---------- Materials provided ----------

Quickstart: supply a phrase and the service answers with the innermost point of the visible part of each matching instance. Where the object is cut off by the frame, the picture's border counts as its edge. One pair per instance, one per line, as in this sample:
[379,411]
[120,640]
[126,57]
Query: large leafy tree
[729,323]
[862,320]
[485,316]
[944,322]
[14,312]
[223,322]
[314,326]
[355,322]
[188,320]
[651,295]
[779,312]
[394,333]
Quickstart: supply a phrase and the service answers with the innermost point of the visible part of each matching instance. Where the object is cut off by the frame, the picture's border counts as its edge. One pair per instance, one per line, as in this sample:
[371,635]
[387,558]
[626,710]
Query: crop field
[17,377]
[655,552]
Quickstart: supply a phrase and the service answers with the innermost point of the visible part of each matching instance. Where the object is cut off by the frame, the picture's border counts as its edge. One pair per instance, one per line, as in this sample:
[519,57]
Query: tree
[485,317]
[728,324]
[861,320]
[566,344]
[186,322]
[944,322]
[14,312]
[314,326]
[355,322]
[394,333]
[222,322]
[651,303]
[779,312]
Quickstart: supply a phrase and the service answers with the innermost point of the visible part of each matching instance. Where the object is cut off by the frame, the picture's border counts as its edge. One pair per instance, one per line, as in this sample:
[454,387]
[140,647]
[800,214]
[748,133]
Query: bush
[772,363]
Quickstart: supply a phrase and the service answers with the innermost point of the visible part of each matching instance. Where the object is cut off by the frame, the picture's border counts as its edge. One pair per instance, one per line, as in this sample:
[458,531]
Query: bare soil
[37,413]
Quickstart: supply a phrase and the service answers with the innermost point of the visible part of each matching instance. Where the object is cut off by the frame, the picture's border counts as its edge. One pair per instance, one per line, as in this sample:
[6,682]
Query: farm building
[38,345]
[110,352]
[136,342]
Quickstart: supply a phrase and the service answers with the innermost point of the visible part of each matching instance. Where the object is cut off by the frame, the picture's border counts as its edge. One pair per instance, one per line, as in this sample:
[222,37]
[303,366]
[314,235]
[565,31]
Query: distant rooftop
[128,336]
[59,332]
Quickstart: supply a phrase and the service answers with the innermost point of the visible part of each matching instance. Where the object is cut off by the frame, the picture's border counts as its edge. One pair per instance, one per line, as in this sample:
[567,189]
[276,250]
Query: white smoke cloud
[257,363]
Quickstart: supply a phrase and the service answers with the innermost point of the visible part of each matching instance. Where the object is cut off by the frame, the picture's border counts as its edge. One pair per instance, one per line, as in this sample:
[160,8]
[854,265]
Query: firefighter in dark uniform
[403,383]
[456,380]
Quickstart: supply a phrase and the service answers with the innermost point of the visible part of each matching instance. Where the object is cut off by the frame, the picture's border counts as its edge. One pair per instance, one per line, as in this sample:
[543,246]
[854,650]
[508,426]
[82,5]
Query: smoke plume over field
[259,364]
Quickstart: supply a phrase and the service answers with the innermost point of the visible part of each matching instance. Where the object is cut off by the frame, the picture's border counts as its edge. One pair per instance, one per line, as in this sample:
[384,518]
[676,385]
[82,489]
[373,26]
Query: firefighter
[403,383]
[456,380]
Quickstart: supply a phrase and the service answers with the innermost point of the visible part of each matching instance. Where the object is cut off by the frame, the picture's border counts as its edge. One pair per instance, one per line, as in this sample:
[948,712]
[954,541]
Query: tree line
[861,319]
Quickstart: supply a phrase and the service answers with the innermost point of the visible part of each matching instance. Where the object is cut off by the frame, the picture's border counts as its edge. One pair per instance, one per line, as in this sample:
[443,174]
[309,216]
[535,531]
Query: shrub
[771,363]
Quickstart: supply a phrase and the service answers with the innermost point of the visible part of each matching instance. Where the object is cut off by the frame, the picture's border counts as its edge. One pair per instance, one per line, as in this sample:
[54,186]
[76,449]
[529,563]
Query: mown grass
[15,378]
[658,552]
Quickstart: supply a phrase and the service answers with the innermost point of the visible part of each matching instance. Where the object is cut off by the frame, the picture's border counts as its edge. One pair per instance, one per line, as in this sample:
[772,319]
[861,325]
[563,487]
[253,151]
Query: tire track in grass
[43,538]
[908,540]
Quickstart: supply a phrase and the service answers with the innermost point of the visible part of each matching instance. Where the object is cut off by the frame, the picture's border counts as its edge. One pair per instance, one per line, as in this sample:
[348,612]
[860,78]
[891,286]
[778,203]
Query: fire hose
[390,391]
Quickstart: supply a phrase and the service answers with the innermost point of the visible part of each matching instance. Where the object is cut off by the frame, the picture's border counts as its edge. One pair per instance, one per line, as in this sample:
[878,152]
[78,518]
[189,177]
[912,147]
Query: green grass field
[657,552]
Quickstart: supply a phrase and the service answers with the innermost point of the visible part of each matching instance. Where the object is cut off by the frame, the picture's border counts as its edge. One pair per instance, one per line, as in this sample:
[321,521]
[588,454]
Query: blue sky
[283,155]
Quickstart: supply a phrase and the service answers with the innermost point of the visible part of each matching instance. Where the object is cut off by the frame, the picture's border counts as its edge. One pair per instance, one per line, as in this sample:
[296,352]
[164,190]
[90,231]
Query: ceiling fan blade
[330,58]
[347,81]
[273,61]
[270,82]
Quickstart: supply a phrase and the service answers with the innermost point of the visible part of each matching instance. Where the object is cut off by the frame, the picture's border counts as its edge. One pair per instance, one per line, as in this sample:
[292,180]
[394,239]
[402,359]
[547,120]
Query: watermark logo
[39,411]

----------

** Your instructions **
Retype the listing. Match it exactly.

** Problem solution **
Quickstart: supply a phrase and the service answers with the innermost point of the visible part of each matching instance. Where the object is cut off by the frame, the picture's border counts as its edge. One pair per instance, one per line, as in this sample:
[379,411]
[120,640]
[126,57]
Query: large leafy tree
[729,323]
[862,320]
[485,316]
[944,322]
[14,312]
[223,322]
[314,326]
[355,322]
[188,320]
[651,295]
[779,312]
[394,333]
Quickstart: supply a phrase and the service answers with the innermost point of the visible part of each matching instance. Where the object is cut off by the frame, the picture's border counts as its edge. One pair per instance, one per line, as in this sample:
[371,635]
[387,558]
[626,710]
Query: crop field
[17,377]
[655,552]
Quickstart: supply a phrase and the service answers with the innermost point of the visible part of each matching instance. Where the object is cut off by the frame, the picture's border counts as its edge. One pair per instance, one per line, as in this sample:
[519,57]
Query: tree
[485,317]
[728,324]
[861,320]
[566,344]
[186,322]
[944,322]
[14,312]
[314,326]
[355,322]
[394,333]
[222,322]
[651,303]
[779,312]
Quickstart: supply a phrase and the service answers with the innermost point of the visible part of each matching instance. Where the object is cut off by the frame, the picture's border counts as its edge. One pair per instance, one per line, as in this sample:
[454,387]
[140,647]
[800,214]
[748,133]
Query: bush
[772,363]
Quickstart: supply a phrase and the service answers with the innermost point of the visible part of each matching instance. Where the object is cut off by the frame, the picture's border counts as its edge. One pair per instance, one per line, as in this sample:
[458,531]
Query: bare soil
[37,413]
Quickstart: supply a phrase and the service answers with the innermost point of the visible part of each matching instance. Where the object is cut off by the frame, the picture's border counts as its edge. One pair per instance, one per line, as in this sample:
[6,682]
Query: farm building
[38,345]
[110,352]
[136,342]
Quickstart: supply a phrase and the service answers with the innermost point of the visible part of each matching instance. Where the object is cut off by the frame, the picture's border counts as its edge. One pair per instance, one per line, as in this sample:
[222,37]
[303,366]
[314,235]
[565,31]
Query: distant rooftop
[128,336]
[59,332]
Quickstart: supply a phrase and the service answers with the innermost point of the visible part of each matching instance. Where the object is cut off by the frame, the picture's border counts as its edge. One pair per instance, one per line, as in this sample:
[567,189]
[276,250]
Query: white smoke cloud
[257,363]
Quickstart: supply a phrase and the service answers with the innermost point of the visible part of each matching instance. Where the object is cut off by the frame, the picture's border counts as its edge. One pair per instance, one per line, as in this sample:
[160,8]
[854,265]
Query: firefighter in dark uniform
[403,383]
[456,380]
Quickstart: supply a phrase and the service answers with the innermost point of the visible part of each matching instance. Where the object is cut off by the frame, the picture's border counts as its edge. One pair per instance, one per line, as in this sample:
[543,246]
[854,650]
[508,426]
[82,5]
Query: smoke plume over field
[259,364]
Quickstart: supply a phrase and the service answers with the innermost point of the visible part of each matching instance. Where the object is cut off by the frame, the picture's border counts as its edge. One pair per instance, one per line, as in this sample:
[384,518]
[676,385]
[82,489]
[373,26]
Query: firefighter
[403,383]
[456,380]
Quickstart: supply a phrase and the service answers with the innermost point of the visible part of each matching instance. Where the object is cut off by the frame, the picture's border counts as its edge. One pair per instance, one per line, as in this sample:
[948,712]
[954,541]
Query: tree line
[861,319]
Quickstart: supply a phrase and the service answers with the innermost point of the visible part of each matching instance. Where the object is cut off by the frame, the picture's border counts as its edge. One pair per instance, one per line, as in this sample:
[443,174]
[309,216]
[535,531]
Query: shrub
[771,363]
Quickstart: supply a phrase and the service answers with the innermost point of the visible part of each matching instance. Where the object is cut off by the frame, the picture's border counts as its edge. One pair per instance, one per line, as in this sample:
[54,186]
[76,449]
[529,563]
Query: mown grass
[15,378]
[658,552]
Quickstart: supply a phrase and the service answers with the innermost point of the visible part of each matching instance. Where the object is cut off by the frame, the picture's border counts as its edge. One pair per instance, one per line, as in this sample:
[772,319]
[861,325]
[563,487]
[253,151]
Query: tire track in grass
[43,538]
[908,540]
Quickstart: supply a phrase and the service answers with the innermost point of the visible part of each matching instance. Where the object is cut off by the frame, the picture's border counts as its edge. One pair per instance, one per line, as in this sample:
[348,612]
[860,78]
[891,286]
[778,203]
Query: fire hose
[390,391]
Quickstart: supply a phrase and the service answers with the innermost point of the visible part of each matching instance. Where the object is cut off by the frame, the picture's border counts as its edge. One pair per instance, one per line, as in this sample:
[878,152]
[78,518]
[189,177]
[912,147]
Query: green grass field
[657,552]
Quickstart: supply a phrase and the service answers with the innermost point of the visible part of each matching instance. Where the object is cut off by the frame, the picture's border counts as its edge. One pair per instance, one per line, as in this sample:
[321,521]
[588,454]
Query: blue sky
[283,155]
Quickstart: supply a phrase and the service answers with the innermost point of the visible part of each matching instance. Where the object is cut off by the frame, the picture's border counts as its edge. One pair per instance, one per line, as in this sample:
[296,352]
[164,190]
[90,231]
Query: ceiling fan blade
[330,58]
[347,81]
[273,61]
[270,82]
Quickstart: supply a phrase and the service answers with the innermost point of the visible part of each matching instance. Where the object is cut off by the frame, the picture's border counts as its edge. One pair per instance, one per line, as in this sample:
[292,180]
[394,239]
[402,359]
[547,120]
Query: watermark logo
[39,411]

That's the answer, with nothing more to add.